(Excerpts from location labeling data)
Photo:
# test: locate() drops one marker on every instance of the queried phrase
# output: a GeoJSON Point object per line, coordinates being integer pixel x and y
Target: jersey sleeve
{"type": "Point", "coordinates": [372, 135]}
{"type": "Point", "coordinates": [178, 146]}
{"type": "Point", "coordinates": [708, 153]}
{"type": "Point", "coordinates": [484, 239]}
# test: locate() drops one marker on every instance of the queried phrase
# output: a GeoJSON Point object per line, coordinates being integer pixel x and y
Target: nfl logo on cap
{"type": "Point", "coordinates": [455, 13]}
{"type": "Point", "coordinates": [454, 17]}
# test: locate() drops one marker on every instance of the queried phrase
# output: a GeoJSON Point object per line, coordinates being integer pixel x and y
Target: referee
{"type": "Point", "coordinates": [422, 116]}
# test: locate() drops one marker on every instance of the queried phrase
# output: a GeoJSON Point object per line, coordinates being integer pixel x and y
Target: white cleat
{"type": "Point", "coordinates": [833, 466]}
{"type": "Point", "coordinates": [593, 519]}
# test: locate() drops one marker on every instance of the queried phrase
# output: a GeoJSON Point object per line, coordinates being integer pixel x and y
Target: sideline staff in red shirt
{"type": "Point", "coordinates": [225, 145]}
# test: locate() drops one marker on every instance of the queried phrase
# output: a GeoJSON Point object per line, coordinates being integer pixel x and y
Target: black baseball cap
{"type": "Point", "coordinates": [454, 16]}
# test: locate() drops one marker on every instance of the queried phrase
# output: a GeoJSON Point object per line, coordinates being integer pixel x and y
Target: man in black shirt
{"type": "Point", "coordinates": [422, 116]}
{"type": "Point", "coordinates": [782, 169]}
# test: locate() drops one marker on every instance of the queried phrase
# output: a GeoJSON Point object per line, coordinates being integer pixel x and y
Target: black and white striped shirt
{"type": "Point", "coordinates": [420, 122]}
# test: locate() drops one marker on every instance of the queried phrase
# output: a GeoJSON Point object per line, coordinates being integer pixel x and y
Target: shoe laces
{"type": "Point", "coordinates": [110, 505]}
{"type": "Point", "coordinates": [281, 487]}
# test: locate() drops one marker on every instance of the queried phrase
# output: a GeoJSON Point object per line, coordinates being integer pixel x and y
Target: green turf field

- **Task description**
Extract each line of the records that contains the string "white". Case counts.

- **The output**
Target: white cleat
Target: black and white striped shirt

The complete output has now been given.